Your goal: Every record that follows needs to be written out again, exactly.

[[ Extracted entries, beginning ]]

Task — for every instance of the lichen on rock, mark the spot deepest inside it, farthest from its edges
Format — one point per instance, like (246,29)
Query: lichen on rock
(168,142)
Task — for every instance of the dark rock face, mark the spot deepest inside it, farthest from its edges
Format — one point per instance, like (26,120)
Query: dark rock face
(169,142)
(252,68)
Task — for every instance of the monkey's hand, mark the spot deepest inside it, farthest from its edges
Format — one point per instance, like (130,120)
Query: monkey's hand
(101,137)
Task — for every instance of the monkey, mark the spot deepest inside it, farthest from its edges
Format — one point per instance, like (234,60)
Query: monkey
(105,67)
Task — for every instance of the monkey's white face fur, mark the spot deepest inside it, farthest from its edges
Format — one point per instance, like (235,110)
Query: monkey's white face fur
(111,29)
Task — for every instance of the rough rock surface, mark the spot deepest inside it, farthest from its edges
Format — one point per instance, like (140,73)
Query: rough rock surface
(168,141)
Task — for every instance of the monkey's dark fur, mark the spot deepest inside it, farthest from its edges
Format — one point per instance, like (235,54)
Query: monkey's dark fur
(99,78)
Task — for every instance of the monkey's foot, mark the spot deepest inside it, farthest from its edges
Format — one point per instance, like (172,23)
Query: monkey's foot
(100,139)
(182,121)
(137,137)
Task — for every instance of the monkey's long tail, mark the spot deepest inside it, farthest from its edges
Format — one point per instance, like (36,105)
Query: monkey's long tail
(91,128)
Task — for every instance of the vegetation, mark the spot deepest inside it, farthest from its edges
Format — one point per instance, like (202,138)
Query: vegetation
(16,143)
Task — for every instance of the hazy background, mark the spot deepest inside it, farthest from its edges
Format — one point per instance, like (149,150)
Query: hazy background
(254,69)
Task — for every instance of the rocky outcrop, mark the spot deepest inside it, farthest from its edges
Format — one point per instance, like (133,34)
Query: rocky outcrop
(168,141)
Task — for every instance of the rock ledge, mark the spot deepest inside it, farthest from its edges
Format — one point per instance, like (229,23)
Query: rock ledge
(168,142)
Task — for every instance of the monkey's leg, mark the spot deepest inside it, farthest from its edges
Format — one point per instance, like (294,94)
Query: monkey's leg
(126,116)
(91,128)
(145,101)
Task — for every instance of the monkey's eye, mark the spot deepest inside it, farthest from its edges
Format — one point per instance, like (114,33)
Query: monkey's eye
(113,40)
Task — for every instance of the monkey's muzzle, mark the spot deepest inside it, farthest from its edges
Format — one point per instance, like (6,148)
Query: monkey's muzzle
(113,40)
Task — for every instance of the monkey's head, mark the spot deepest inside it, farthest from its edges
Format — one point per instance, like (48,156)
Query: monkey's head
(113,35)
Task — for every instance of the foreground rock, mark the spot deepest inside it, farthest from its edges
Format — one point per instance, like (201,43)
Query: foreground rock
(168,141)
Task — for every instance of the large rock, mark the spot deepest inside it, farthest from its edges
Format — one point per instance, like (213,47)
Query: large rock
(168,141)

[[ Extracted entries, end ]]

Answer to this task:
Task — for every instance of the lichen on rock, mark the spot deepest inside it, farthest from its edges
Format — one point per instance, like (246,29)
Query: lichen on rock
(168,142)
Task — for every instance of the dark rock face, mark the spot deepest inside it, farthest from its edges
Format — one point per instance, like (26,120)
Query: dark rock face
(169,142)
(252,68)
Task — for every instance of the monkey's hand, mark the spot deepest inside it, farthest from its edges
Format — one point per instance, like (130,120)
Query: monkey's hand
(101,137)
Task — for every instance of the monkey, mark the spot deepest inside it, farthest from its edges
Format — one point per instance, like (234,60)
Query: monkey
(105,67)
Task — for every instance of the monkey's white face fur, mark the spot deepest inside it, farthest from its edges
Format — one point per instance, like (235,110)
Query: monkey's white face fur
(111,29)
Task — for every instance of the rough rock surface, mark the spot deepest inside it, farthest from its edges
Format — one point per instance, like (140,73)
Query: rough rock surface
(168,141)
Task — for every instance of the monkey's dark fur, mark the spot deepest inside it, farthest from its edges
Format — one point per instance, like (235,54)
Query: monkey's dark fur
(99,78)
Task — for every instance of the monkey's foot, mark the spot deepest inside it, farthest from its edges
Format — one point per instance, like (172,23)
Query: monkey's foot
(100,139)
(182,121)
(137,137)
Task — for every instance of the monkey's long tail, mark the spot deepest inside it, farthest from its edges
Format — one point per instance, like (36,105)
Query: monkey's long tail
(91,128)
Task — for every instance of the vegetation, mark the spot deepest inside it, farthest from its edges
Format — one point per instance, like (202,138)
Query: vegetation
(16,143)
Task — for every instance of the hazy background, mark the spot deepest inside it, farthest from its edges
Format — one point per instance, like (149,150)
Query: hazy background
(254,69)
Task — for every instance of the rocky outcrop, mark the spot deepest inside it, farthest from its edges
Format — one point per instance, like (133,34)
Query: rocky outcrop
(168,141)
Task — for every instance of the rock ledge, mark the spot deepest inside it, farthest from its edges
Format — one point per instance, like (229,23)
Query: rock ledge
(168,142)
Task — for every instance of the monkey's leg, mark the spot deepest inside it, farthest from its edges
Format — one point per instance, like (294,94)
Query: monkey's leg
(126,116)
(91,128)
(145,101)
Task — for every instance of the monkey's eye, mark the spot deepest inside it, farthest from its edges
Format — one point per instance, like (114,33)
Query: monkey's eye
(113,40)
Task — for every instance of the monkey's muzzle, mark the spot deepest inside it, farthest from its edges
Format — one point per instance, like (6,148)
Query: monkey's muzzle
(113,40)
Task — for every instance of the monkey's head, mark the spot deepest inside it, farthest from its edges
Format — one point per instance, like (48,156)
Query: monkey's head
(113,35)
Task — for every instance of the foreground rock, mark the spot deepest inside it, farthest from its edges
Format — one point per instance, like (201,43)
Query: foreground rock
(168,141)
Task — for every instance of the large rock, mark the spot deepest inside it, farthest from its edges
Format — one point per instance, like (213,47)
Query: large rock
(168,141)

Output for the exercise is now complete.